START SUPPLIED MATERIAL

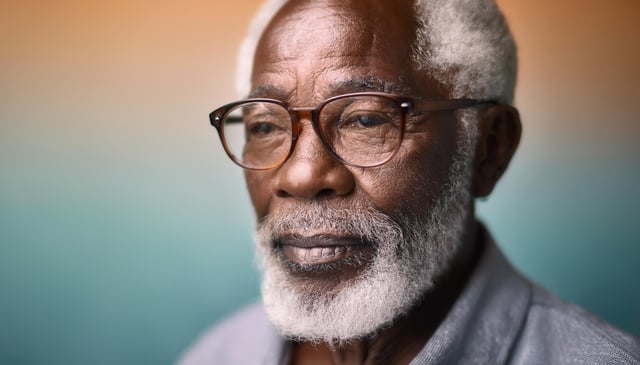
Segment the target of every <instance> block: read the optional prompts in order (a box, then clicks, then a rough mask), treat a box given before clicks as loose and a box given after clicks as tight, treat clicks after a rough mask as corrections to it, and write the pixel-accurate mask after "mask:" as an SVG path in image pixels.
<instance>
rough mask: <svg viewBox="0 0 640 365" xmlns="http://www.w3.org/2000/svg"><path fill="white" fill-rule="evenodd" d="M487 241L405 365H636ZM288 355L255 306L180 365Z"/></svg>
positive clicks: (592, 327)
mask: <svg viewBox="0 0 640 365" xmlns="http://www.w3.org/2000/svg"><path fill="white" fill-rule="evenodd" d="M486 241H487V243H488V244H487V246H486V249H485V252H484V253H483V256H482V258H481V259H480V261H479V263H478V266H477V267H476V269H475V270H474V272H473V274H472V276H471V278H470V279H469V282H468V283H467V284H466V286H465V288H464V290H463V292H462V294H461V295H460V297H459V298H458V299H457V301H456V302H455V304H454V305H453V307H452V308H451V310H450V311H449V313H448V314H447V317H446V318H445V319H444V320H443V321H442V323H441V324H440V326H439V327H438V329H437V330H436V332H435V333H434V335H433V336H432V337H431V339H429V341H428V342H427V343H426V344H425V345H424V347H423V348H422V350H421V351H420V353H418V355H417V356H416V357H415V358H414V359H413V361H412V362H411V364H410V365H427V364H429V365H431V364H514V365H515V364H640V340H638V339H637V338H635V337H633V336H631V335H629V334H626V333H624V332H622V331H620V330H619V329H617V328H615V327H613V326H611V325H610V324H608V323H606V322H604V321H602V320H600V319H598V318H595V317H593V316H592V315H590V314H588V313H586V312H585V311H583V310H582V309H580V308H578V307H576V306H574V305H571V304H568V303H565V302H563V301H561V300H560V299H558V298H556V297H555V296H553V295H552V294H550V293H548V292H547V291H545V290H544V289H542V288H540V287H539V286H537V285H535V284H533V283H531V282H530V281H528V280H527V279H525V278H524V277H522V276H521V275H520V274H519V273H518V272H516V271H515V270H514V269H513V268H512V267H511V265H509V263H508V262H507V261H506V259H505V258H504V256H503V255H502V254H501V253H500V251H499V250H498V248H497V247H496V246H495V244H493V242H491V239H490V238H487V239H486ZM288 353H289V343H288V342H287V341H286V340H285V339H283V338H282V337H281V336H280V335H279V334H278V332H277V331H276V330H275V329H274V328H273V327H272V326H271V324H270V323H269V321H268V319H267V318H266V316H265V314H264V311H263V309H262V306H261V305H260V304H254V305H253V306H250V307H248V308H246V309H244V310H243V311H241V312H239V313H238V314H236V315H234V316H232V317H230V318H229V319H227V320H225V321H224V322H222V323H221V324H220V325H218V326H216V327H215V328H213V329H211V330H209V331H208V332H206V333H204V335H203V336H202V337H201V338H200V339H199V340H198V341H197V342H196V343H195V345H194V346H193V347H192V348H191V349H189V351H188V352H186V353H185V355H184V356H183V357H182V359H181V360H180V361H179V364H180V365H205V364H230V365H231V364H233V365H237V364H243V365H259V364H260V365H271V364H273V365H276V364H286V363H287V362H288Z"/></svg>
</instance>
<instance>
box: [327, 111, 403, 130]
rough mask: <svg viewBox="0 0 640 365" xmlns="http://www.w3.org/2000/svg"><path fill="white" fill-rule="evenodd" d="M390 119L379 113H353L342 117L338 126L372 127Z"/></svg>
mask: <svg viewBox="0 0 640 365" xmlns="http://www.w3.org/2000/svg"><path fill="white" fill-rule="evenodd" d="M390 122H391V121H390V119H389V118H387V117H385V116H384V115H381V114H371V113H370V114H355V115H353V114H352V115H350V116H348V117H346V118H344V117H343V119H342V121H341V122H340V123H339V124H340V125H339V128H374V127H379V126H382V125H384V124H387V123H390Z"/></svg>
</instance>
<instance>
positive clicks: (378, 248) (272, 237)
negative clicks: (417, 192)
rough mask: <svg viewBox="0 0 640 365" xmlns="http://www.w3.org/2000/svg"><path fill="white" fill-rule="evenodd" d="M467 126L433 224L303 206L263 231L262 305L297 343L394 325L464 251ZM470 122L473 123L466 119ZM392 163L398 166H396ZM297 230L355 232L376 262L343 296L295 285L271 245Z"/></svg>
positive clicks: (467, 182) (472, 145)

END SUPPLIED MATERIAL

WHAT IS REQUIRED.
Please print every record exactly as written, without the pictures.

OUTPUT FOR THIS TASK.
Segment the target of every <instance> block: read the optional prompts in order (a box, then clicks, then a rough mask), treat a box given before clicks as loose and a box given after clicks as tight, treat clicks after a rough mask as corrections to it, and write the pixel-accurate mask after "mask:" as an SVG path in image pixels.
<instance>
rough mask: <svg viewBox="0 0 640 365" xmlns="http://www.w3.org/2000/svg"><path fill="white" fill-rule="evenodd" d="M487 241L405 365H636ZM288 355L255 306L180 365Z"/></svg>
positive clicks: (592, 327)
mask: <svg viewBox="0 0 640 365" xmlns="http://www.w3.org/2000/svg"><path fill="white" fill-rule="evenodd" d="M486 241H487V243H488V244H487V246H486V249H485V252H484V253H483V256H482V258H481V259H480V261H479V263H478V266H477V267H476V269H475V270H474V272H473V274H472V276H471V278H470V279H469V282H468V283H467V284H466V286H465V288H464V290H463V292H462V294H461V295H460V297H459V298H458V299H457V301H456V302H455V304H454V305H453V307H452V308H451V310H450V311H449V313H448V314H447V317H446V318H445V319H444V320H443V321H442V323H441V324H440V326H439V327H438V329H437V330H436V332H435V333H434V335H433V336H432V337H431V339H429V341H428V342H427V343H426V344H425V345H424V347H423V348H422V350H421V351H420V353H418V355H417V356H416V357H415V358H414V359H413V361H412V362H411V364H410V365H427V364H429V365H431V364H514V365H515V364H640V340H638V339H637V338H635V337H633V336H631V335H629V334H626V333H624V332H622V331H620V330H619V329H617V328H615V327H613V326H611V325H610V324H608V323H606V322H604V321H602V320H600V319H598V318H595V317H593V316H592V315H590V314H588V313H586V312H585V311H583V310H582V309H580V308H578V307H576V306H574V305H571V304H568V303H565V302H563V301H561V300H560V299H558V298H556V297H555V296H553V295H552V294H550V293H548V292H547V291H545V290H544V289H542V288H540V287H539V286H537V285H535V284H533V283H531V282H530V281H528V280H527V279H525V278H524V277H522V276H521V275H520V274H519V273H518V272H516V271H515V270H514V269H513V268H512V267H511V265H509V263H508V262H507V261H506V259H505V258H504V256H503V255H502V254H501V253H500V251H499V250H498V248H497V247H496V246H495V244H493V242H491V239H490V238H487V239H486ZM288 353H289V343H288V342H287V341H286V340H285V339H283V338H282V337H281V336H280V335H279V334H278V332H277V331H276V330H275V329H274V328H273V327H272V326H271V324H270V323H269V321H268V319H267V318H266V316H265V314H264V311H263V309H262V306H261V305H260V304H254V305H253V306H250V307H248V308H246V309H244V310H243V311H241V312H239V313H238V314H236V315H234V316H232V317H230V318H229V319H227V320H225V321H224V322H222V323H221V324H220V325H218V326H216V327H215V328H213V329H211V330H209V331H208V332H206V333H204V335H203V336H202V337H201V338H200V339H199V340H198V341H197V342H196V343H195V345H194V346H193V347H192V348H191V349H189V351H188V352H186V353H185V355H184V356H183V357H182V359H181V360H180V361H179V364H180V365H205V364H230V365H231V364H233V365H237V364H243V365H259V364H260V365H271V364H273V365H276V364H286V363H287V362H288Z"/></svg>
</instance>
<instance>
box: [327, 111, 403, 130]
rough mask: <svg viewBox="0 0 640 365" xmlns="http://www.w3.org/2000/svg"><path fill="white" fill-rule="evenodd" d="M390 119L379 113H353L342 117L338 126L372 127Z"/></svg>
mask: <svg viewBox="0 0 640 365" xmlns="http://www.w3.org/2000/svg"><path fill="white" fill-rule="evenodd" d="M390 122H391V121H390V119H389V118H387V117H385V116H384V115H381V114H371V113H370V114H355V115H353V114H352V115H350V116H348V117H346V118H344V117H343V119H342V121H341V122H340V123H339V124H340V125H339V128H374V127H379V126H382V125H384V124H387V123H390Z"/></svg>
</instance>
<instance>
positive clicks: (378, 248) (272, 237)
negative clicks: (417, 192)
rough mask: <svg viewBox="0 0 640 365" xmlns="http://www.w3.org/2000/svg"><path fill="white" fill-rule="evenodd" d="M467 126L433 224L303 206L263 231L262 305L297 343L394 325L464 251ZM470 122L473 123L466 119ZM392 163L398 166H396ZM297 230L355 232L376 262L343 296L295 285L271 245Z"/></svg>
positive clicks: (467, 182) (472, 145)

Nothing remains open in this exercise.